Reproduce word for word everything from the start of the material below down to and including the line containing "[0,0,1210,224]".

(Gathered data entries)

•••

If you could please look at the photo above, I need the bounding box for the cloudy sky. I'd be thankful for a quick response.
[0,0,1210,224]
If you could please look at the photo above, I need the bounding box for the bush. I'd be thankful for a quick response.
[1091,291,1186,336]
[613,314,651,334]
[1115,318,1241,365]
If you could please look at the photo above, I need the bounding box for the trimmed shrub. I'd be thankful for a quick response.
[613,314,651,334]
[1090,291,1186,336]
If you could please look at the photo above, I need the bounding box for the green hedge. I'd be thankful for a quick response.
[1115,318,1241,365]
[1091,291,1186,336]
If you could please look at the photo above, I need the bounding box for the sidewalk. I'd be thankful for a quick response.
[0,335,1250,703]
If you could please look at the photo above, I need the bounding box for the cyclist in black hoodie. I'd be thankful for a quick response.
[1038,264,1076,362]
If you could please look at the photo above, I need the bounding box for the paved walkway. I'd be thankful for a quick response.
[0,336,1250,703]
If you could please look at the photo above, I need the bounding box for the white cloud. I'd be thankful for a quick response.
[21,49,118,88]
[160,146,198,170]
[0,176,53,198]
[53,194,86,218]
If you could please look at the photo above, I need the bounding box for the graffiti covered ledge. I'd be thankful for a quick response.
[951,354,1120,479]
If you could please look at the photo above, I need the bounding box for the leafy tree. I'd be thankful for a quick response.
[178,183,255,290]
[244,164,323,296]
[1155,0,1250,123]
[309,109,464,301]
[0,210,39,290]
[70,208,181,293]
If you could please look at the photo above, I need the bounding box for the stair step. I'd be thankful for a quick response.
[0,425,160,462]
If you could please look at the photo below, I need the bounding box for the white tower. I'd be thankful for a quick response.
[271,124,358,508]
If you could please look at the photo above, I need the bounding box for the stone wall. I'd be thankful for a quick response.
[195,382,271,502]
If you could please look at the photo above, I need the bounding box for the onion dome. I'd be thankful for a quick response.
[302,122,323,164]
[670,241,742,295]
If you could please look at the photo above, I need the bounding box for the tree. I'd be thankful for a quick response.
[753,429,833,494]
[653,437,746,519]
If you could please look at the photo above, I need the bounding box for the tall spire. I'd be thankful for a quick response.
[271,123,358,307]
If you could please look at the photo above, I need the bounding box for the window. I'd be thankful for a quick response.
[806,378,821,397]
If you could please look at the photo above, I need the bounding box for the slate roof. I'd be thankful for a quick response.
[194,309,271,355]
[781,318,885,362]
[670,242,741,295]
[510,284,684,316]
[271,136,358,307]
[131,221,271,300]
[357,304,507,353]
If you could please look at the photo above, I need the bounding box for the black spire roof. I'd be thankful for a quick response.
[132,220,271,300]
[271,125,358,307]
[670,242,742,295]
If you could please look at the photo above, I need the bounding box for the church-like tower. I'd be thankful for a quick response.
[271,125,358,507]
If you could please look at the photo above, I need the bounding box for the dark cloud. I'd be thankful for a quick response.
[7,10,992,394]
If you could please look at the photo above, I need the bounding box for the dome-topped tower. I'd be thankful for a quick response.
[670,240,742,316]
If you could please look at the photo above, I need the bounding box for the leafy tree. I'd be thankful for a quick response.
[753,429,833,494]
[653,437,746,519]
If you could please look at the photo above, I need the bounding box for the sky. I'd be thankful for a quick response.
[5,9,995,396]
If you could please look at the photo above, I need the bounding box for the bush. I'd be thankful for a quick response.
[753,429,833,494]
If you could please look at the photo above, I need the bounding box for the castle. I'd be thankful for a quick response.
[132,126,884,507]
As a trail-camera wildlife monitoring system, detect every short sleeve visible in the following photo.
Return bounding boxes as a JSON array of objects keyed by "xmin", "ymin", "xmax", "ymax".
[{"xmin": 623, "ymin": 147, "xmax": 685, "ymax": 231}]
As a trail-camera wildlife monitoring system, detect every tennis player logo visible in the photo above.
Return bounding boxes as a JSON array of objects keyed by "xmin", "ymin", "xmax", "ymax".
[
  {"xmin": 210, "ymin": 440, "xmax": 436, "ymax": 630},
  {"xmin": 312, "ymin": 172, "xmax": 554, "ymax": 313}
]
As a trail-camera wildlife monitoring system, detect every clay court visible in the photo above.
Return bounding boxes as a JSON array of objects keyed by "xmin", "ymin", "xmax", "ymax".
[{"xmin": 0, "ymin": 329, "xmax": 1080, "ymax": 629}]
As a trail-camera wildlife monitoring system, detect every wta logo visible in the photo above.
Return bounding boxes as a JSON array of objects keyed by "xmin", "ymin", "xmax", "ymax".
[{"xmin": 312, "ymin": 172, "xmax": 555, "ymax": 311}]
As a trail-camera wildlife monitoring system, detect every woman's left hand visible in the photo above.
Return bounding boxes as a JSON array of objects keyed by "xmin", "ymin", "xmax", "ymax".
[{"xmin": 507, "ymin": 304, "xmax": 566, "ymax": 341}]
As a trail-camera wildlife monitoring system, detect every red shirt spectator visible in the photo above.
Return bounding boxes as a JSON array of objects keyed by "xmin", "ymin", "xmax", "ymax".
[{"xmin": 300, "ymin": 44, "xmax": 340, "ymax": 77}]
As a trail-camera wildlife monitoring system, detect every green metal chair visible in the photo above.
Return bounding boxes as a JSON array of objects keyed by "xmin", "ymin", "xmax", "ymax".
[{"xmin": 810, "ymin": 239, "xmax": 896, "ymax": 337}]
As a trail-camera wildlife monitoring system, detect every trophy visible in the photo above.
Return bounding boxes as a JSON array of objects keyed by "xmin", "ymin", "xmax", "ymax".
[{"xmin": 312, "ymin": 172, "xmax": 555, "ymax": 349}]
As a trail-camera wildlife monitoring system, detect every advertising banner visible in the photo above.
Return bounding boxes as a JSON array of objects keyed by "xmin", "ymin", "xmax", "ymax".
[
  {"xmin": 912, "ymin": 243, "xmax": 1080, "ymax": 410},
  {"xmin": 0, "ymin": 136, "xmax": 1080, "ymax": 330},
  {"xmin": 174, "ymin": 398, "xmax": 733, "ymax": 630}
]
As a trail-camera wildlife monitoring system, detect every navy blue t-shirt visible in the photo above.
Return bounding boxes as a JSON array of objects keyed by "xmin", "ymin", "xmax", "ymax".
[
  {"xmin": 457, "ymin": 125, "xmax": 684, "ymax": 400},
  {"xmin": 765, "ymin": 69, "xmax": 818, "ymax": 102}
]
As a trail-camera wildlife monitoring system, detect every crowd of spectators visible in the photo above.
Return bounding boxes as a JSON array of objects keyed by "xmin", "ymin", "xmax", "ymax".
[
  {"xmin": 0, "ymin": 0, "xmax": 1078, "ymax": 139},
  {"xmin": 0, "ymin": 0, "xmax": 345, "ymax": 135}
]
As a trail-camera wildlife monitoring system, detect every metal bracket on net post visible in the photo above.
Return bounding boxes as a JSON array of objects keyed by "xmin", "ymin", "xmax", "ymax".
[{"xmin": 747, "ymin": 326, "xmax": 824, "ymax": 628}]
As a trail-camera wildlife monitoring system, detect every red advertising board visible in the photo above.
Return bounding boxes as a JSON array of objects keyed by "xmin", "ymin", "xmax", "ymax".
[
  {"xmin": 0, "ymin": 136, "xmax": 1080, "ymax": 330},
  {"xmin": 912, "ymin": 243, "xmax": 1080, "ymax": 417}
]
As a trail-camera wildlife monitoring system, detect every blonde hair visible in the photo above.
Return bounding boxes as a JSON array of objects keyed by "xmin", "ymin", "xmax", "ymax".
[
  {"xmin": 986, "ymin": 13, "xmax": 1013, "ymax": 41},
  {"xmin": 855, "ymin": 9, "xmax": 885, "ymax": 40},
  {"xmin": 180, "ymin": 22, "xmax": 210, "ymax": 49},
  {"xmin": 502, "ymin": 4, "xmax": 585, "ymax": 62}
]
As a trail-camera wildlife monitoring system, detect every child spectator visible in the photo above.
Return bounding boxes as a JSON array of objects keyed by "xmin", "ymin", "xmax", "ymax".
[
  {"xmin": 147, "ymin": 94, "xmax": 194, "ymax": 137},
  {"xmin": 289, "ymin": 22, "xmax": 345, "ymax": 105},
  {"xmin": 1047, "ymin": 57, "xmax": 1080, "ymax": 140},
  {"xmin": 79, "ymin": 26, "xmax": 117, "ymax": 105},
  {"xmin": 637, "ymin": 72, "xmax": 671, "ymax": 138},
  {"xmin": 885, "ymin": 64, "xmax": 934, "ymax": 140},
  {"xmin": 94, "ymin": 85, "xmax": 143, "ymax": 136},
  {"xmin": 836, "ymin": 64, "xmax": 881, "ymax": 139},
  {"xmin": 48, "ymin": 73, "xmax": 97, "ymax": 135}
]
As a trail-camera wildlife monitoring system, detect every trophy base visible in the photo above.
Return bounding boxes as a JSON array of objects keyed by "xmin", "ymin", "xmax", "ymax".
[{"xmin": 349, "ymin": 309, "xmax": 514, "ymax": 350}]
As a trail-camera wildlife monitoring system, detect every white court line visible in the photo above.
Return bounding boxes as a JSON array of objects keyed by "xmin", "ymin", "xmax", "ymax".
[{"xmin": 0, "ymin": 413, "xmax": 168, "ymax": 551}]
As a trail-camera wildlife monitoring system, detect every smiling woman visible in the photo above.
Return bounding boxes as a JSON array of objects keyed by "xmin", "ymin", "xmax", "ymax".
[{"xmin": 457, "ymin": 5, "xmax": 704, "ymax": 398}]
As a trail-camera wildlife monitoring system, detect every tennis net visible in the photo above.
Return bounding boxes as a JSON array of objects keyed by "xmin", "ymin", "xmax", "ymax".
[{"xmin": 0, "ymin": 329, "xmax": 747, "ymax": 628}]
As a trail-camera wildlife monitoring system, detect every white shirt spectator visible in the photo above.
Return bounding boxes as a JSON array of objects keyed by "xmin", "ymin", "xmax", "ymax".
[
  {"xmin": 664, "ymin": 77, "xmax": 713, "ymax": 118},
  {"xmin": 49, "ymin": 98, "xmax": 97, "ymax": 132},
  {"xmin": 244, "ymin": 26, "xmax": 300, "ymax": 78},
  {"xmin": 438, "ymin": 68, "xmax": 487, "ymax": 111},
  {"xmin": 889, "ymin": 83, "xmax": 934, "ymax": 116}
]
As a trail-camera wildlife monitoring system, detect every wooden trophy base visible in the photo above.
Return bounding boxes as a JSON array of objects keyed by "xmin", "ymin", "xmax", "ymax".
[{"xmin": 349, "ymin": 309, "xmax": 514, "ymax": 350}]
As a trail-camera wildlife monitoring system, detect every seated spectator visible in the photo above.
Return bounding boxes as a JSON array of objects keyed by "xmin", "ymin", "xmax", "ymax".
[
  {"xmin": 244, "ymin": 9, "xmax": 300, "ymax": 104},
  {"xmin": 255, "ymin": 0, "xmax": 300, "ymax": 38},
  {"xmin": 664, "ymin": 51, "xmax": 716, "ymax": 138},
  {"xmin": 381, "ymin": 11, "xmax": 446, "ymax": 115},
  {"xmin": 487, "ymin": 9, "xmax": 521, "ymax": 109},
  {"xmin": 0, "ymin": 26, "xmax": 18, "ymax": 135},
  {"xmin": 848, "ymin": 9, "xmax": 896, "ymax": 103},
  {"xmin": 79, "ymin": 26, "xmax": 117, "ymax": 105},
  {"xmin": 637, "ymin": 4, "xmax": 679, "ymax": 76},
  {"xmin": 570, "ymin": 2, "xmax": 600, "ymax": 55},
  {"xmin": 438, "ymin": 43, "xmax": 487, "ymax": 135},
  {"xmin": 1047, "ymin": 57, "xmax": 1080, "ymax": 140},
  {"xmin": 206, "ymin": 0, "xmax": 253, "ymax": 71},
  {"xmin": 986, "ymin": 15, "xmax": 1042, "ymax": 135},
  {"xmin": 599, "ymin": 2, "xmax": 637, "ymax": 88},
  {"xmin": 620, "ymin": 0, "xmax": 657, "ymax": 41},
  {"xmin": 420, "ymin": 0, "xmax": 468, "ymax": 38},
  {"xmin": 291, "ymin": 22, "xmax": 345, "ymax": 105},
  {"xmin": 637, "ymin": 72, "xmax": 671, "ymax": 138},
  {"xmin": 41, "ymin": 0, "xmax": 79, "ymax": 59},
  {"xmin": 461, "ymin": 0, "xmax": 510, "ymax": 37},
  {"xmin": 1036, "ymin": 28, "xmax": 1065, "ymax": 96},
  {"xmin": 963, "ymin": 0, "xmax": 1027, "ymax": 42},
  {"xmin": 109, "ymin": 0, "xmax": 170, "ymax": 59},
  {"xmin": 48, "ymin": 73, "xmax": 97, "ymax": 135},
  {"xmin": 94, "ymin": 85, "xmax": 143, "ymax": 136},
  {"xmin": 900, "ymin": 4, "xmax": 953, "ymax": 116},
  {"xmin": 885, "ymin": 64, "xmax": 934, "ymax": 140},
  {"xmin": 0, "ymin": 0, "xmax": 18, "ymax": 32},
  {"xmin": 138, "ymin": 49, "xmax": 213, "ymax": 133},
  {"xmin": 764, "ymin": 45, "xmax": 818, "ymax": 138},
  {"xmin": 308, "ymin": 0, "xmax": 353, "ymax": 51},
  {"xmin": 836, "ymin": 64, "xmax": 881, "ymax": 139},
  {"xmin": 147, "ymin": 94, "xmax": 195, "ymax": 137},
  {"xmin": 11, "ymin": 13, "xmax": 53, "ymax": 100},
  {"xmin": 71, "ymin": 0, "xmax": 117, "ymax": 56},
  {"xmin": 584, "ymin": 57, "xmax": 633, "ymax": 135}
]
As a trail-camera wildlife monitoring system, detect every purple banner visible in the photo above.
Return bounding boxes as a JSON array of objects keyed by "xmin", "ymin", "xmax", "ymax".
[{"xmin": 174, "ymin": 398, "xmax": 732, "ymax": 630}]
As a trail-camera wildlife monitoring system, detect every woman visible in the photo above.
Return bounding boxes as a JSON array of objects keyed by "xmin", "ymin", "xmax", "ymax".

•••

Right answer
If you could please look at the photo above, I need the bounding box for the cloudy sky. I'd be thankful for a quick response.
[0,0,1210,224]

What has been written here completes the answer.